(Beginning of Page extract)

American actor (born 1985)

Michael Trevino (born January 25, 1985) is an American actor. He is best known for his roles as Tyler Lockwood on The CW's The Vampire Diaries; and as Kyle Valenti in Roswell, New Mexico.

==Early life==
Michael Trevino was born on January 25, 1985, in Los Angeles. He was raised in Montebello, California, and later moved to Valencia. His mother was originally from Zacatecas, Mexico, and his father was born in Fresno, California, to Mexican immigrants.

==Career==
Trevino played the role of Jackson Meade, similar to Meade Milk, in the Disney Channel Original Movie Cow Belles. He has also appeared as a guest star on Cold Case, Without a Trace, Bones, The Mentalist as Brandon Fulton in season 1 episode 19 and Commander in Chief. Trevino also had a small role on the TV series Charmed in the eighth-season episode, "Malice in Wonderland", as Alastair. He also had a recurring role on The Riches on FX, playing high school student Brent, in a four-episode story arc in season 1, and appeared in the third episode of season 2.

He played the role of Jaime Vega on the short-lived 2007 television series Cane. In 2008, Trevino was cast for a three-episode arc on The CW's 90210, playing Ozzie, a student at West Beverly Hills High School and love interest for Naomi.

(End of Page extract)
(Beginning of Data records)

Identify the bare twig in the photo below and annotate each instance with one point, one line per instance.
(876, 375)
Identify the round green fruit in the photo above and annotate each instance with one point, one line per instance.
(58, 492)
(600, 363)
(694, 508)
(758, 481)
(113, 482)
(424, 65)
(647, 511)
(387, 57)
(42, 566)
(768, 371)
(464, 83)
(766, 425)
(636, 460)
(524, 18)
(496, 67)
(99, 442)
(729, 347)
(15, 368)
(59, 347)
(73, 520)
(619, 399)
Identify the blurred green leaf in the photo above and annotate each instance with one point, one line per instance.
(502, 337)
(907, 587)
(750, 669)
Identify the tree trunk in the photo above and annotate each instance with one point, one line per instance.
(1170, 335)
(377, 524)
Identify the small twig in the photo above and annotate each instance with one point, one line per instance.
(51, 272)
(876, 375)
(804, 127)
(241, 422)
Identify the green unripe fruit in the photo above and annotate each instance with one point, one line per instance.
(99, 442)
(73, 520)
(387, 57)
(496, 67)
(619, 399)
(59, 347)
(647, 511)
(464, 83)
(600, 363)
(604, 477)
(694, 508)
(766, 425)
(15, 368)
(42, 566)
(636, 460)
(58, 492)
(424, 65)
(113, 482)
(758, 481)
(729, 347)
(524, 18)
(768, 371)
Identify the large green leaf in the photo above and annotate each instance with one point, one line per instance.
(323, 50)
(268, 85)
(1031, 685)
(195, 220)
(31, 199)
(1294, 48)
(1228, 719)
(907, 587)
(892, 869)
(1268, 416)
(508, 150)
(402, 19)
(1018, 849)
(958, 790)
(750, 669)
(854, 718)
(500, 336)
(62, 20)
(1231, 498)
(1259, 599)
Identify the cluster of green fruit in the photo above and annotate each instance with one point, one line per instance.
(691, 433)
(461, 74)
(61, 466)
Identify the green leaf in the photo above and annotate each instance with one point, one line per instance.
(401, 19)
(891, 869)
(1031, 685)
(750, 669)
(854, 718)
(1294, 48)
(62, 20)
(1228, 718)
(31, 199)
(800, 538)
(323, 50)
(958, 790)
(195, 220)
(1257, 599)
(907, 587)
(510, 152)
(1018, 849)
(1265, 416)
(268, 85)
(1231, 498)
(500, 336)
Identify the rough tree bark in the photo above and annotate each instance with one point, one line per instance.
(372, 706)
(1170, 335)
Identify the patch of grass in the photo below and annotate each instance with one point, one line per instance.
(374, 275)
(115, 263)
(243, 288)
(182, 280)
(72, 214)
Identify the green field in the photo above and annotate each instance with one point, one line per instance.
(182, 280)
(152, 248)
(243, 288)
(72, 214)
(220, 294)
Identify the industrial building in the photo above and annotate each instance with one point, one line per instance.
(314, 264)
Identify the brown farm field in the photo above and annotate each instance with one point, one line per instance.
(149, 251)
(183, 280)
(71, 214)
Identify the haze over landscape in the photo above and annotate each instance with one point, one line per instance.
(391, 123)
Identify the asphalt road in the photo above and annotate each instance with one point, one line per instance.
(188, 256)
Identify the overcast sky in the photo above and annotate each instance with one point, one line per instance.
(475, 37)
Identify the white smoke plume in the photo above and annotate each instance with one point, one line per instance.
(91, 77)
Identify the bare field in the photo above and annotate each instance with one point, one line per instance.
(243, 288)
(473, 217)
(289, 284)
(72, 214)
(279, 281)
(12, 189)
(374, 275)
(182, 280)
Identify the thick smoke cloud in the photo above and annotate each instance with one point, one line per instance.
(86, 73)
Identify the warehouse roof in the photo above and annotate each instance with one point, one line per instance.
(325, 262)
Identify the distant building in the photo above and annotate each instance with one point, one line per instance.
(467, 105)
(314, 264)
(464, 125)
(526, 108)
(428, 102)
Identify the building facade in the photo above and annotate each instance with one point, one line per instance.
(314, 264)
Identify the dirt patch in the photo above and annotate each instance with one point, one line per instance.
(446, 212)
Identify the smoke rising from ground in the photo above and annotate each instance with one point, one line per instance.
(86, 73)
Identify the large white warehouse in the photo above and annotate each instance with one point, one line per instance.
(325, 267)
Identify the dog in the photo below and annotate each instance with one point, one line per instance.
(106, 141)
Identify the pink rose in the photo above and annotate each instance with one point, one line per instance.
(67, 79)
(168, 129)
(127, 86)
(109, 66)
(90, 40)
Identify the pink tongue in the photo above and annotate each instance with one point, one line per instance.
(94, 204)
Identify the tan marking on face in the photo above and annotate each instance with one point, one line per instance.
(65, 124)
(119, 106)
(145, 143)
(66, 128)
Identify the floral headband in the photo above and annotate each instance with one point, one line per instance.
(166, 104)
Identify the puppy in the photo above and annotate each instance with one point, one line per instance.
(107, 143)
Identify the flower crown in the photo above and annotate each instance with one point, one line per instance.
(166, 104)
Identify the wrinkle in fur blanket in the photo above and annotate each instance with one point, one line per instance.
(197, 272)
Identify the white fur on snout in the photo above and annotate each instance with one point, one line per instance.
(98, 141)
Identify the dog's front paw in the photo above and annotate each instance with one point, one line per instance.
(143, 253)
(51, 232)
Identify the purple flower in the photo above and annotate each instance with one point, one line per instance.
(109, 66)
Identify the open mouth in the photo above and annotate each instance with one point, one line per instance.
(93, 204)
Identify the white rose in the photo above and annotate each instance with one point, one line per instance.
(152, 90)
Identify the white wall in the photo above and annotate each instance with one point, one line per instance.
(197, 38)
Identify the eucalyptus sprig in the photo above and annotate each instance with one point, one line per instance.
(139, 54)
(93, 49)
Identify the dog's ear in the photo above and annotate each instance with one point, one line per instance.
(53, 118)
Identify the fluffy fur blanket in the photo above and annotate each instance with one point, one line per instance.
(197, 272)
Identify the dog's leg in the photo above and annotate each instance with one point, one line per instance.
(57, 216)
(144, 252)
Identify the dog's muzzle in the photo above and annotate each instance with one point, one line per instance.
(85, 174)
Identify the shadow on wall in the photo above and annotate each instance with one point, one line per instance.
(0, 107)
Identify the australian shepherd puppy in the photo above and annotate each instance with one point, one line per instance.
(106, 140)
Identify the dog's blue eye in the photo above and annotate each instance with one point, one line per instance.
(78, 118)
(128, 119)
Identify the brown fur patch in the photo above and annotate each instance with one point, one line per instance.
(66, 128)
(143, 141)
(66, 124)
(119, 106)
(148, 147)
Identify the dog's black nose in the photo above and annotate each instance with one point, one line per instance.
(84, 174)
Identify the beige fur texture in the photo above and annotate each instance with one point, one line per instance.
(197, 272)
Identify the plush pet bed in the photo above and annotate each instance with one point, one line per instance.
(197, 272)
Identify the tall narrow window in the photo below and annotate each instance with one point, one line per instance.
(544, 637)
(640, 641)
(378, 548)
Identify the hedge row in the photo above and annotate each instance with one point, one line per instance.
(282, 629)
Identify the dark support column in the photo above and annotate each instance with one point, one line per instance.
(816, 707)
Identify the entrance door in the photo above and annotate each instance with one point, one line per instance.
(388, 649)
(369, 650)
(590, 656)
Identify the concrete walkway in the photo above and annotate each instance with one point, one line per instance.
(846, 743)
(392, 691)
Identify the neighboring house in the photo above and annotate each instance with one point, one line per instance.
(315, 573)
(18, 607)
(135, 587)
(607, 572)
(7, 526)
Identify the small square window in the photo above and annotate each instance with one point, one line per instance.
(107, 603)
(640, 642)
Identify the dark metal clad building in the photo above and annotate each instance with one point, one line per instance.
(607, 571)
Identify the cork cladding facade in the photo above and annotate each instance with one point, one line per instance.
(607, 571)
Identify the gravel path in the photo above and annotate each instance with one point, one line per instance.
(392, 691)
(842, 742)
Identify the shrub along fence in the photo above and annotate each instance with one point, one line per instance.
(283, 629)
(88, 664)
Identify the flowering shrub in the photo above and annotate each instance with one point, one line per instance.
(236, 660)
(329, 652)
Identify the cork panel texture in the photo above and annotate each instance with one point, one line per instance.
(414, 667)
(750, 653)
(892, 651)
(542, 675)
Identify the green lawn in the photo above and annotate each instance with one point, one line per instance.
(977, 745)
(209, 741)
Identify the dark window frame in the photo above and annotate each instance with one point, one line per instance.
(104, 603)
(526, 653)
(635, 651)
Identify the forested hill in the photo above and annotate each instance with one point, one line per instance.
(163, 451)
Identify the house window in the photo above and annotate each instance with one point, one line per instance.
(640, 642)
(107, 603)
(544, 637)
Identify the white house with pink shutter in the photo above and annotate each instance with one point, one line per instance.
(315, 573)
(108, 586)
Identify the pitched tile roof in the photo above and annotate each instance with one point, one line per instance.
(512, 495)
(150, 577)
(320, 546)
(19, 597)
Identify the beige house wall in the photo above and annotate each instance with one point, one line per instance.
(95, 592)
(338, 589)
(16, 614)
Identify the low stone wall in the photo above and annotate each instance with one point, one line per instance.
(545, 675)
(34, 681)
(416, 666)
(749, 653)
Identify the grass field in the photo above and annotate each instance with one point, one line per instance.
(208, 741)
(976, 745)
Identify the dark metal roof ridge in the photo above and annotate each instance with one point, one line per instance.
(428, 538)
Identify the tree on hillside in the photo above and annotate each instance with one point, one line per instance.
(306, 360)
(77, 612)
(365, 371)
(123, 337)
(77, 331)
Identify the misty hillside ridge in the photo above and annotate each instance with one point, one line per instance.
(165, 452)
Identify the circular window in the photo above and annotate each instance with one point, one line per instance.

(End of Data records)

What to do: Could you resume the Michael Trevino biography, picking up right after its final sentence?

Expected answer:
Beginning in 2009, Trevino starred as Tyler Lockwood in the series The Vampire Diaries on The CW. Trevino appeared as the same character in a recurring role on the Vampire Diaries spin-off series The Originals in 2013, the first major character to transition from one show to another. His work garnered him two Teen Choice Awards and nominations for ALMA Awards. In April 2015, it was announced that Trevino would be leaving The Vampire Diaries after the end of the sixth season, like his co-star Nina Dobrev. He later returned in the eighth season for the series finale.

From 2019, Trevino began starring in the CW's Roswell, New Mexico as Kyle Valenti, a doctor and the son of the sheriff. The series is a remake of the 1999 television series Roswell, He was in the show for four seasons until it ended in 2022. He also made his directorial debut in the fourth season of the series in which he directed episode 9.

==Personal life==
Together with his The Vampire Diaries co-stars Candice Accola and Ian Somerhalder, Trevino supports the It Gets Better Project, which makes it a goal to prevent suicide among LGBT youth.

Trevino announced his engagement to Dutch model Bregje Heinen on December 24, 2023. The couple were married on June 20, 2025, in Barcelona. In 2026, the couple welcomed a son.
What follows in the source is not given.